→ What the task requires:
Pull out each line of the data below that contains the word "distant" and copy it.

→ Supplied records:
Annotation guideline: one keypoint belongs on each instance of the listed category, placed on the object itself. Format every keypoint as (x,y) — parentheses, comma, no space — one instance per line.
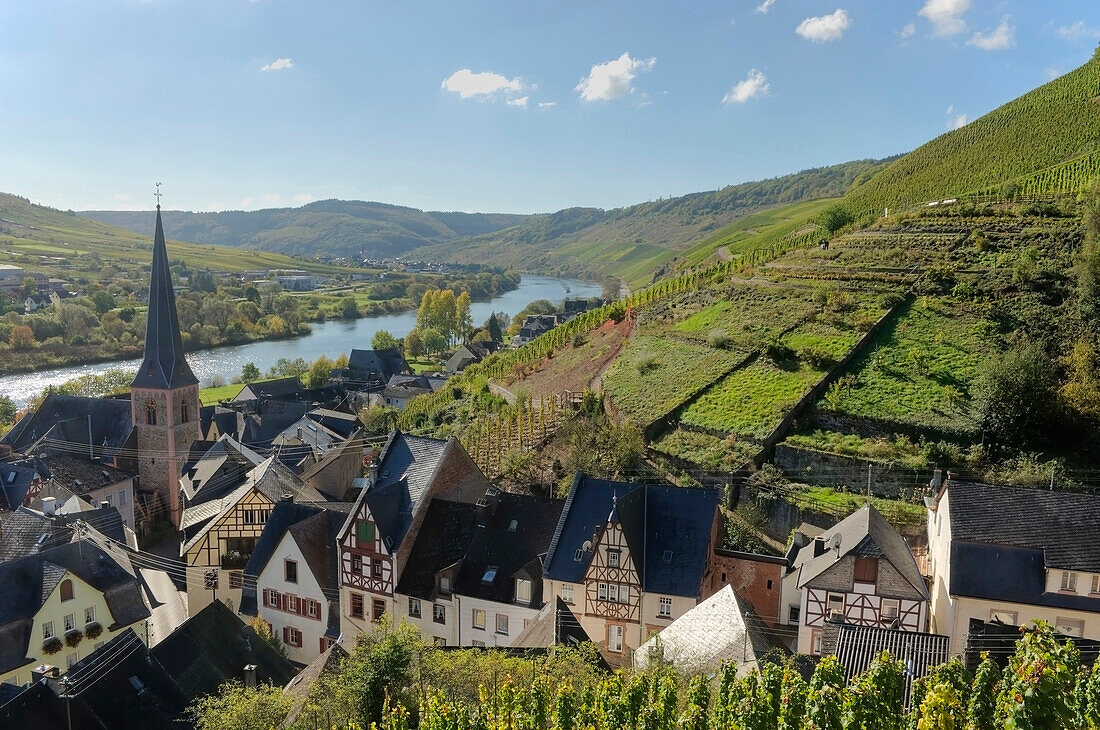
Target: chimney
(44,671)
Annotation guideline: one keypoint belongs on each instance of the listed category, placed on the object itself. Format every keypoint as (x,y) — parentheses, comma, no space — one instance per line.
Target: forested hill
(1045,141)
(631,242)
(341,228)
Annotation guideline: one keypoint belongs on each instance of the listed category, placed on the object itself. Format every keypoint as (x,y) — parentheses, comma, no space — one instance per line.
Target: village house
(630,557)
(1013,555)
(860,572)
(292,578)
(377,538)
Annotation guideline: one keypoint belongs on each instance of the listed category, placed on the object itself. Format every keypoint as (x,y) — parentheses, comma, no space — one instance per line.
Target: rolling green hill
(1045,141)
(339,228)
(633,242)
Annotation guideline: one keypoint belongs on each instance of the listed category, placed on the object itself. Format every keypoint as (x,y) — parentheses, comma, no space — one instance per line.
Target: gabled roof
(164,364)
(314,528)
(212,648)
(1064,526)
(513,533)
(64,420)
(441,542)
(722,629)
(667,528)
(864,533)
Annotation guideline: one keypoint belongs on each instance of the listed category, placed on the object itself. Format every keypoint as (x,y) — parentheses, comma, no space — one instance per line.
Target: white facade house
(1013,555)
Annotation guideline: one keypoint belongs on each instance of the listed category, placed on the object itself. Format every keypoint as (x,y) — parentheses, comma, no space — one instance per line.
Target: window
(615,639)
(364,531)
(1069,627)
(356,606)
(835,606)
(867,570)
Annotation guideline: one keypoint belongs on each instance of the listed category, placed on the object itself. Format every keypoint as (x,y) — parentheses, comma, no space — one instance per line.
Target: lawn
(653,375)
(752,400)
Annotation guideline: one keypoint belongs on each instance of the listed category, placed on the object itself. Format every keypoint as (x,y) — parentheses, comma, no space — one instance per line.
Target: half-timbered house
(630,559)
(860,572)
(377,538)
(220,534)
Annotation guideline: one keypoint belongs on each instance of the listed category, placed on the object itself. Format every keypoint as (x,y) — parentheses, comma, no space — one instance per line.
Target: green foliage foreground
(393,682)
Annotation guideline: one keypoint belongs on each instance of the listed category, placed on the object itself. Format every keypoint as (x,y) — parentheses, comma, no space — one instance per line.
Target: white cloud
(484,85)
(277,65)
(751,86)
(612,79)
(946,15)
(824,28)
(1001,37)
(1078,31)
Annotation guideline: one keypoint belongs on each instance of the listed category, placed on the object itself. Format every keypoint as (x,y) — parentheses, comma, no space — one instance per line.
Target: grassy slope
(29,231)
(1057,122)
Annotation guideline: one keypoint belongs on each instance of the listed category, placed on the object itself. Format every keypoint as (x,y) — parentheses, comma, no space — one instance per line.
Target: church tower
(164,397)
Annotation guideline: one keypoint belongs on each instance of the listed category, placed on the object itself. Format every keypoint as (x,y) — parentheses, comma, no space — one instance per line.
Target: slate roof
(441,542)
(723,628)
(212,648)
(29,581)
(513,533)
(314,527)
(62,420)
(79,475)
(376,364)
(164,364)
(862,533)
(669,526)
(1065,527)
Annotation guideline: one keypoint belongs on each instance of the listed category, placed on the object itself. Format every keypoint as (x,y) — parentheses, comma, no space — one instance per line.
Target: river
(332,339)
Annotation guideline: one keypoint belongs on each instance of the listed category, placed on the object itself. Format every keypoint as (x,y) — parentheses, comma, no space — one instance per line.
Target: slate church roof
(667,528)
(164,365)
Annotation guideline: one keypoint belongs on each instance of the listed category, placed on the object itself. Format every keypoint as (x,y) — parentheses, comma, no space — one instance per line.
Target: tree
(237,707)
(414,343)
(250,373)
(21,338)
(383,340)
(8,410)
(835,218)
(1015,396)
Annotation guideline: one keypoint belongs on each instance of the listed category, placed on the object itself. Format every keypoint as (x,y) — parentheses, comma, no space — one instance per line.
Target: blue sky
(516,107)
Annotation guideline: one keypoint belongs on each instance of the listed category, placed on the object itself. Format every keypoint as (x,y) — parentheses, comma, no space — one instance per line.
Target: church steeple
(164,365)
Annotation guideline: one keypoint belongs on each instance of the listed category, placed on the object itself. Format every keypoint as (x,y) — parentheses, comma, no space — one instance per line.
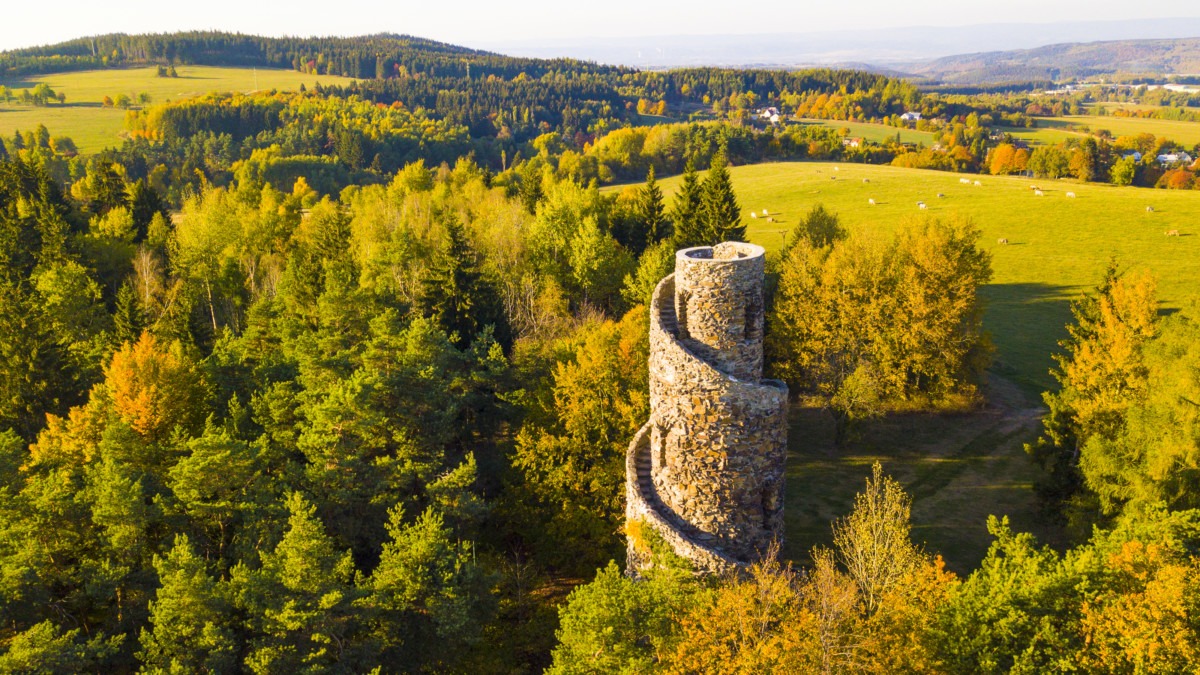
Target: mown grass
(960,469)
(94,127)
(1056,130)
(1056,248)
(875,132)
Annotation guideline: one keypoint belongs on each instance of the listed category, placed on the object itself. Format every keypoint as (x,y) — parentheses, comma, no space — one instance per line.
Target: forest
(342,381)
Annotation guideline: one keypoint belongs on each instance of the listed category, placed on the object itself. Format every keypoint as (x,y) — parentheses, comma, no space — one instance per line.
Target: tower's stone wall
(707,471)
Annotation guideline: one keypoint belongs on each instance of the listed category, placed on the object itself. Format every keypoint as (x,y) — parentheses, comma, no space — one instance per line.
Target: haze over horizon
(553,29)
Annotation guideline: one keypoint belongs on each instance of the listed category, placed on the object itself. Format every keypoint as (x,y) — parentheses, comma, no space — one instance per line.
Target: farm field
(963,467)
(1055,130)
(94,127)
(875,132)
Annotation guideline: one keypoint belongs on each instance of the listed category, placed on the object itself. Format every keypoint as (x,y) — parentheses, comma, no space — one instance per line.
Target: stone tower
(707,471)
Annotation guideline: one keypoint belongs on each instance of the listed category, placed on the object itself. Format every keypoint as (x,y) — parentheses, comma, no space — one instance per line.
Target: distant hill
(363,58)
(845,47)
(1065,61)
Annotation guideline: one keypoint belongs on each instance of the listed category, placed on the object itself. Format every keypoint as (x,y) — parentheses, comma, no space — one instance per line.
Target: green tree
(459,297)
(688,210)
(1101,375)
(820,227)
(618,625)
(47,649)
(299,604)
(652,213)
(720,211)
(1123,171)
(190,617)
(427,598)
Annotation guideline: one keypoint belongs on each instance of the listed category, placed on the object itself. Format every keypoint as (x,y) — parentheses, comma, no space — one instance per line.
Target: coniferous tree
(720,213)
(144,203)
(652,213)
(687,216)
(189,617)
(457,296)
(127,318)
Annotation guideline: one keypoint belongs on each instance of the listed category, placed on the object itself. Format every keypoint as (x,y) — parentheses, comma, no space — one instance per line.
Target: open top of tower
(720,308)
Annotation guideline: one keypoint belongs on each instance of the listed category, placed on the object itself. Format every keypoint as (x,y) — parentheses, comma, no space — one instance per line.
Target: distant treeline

→ Solution below:
Target: distant hill
Target: distant treeline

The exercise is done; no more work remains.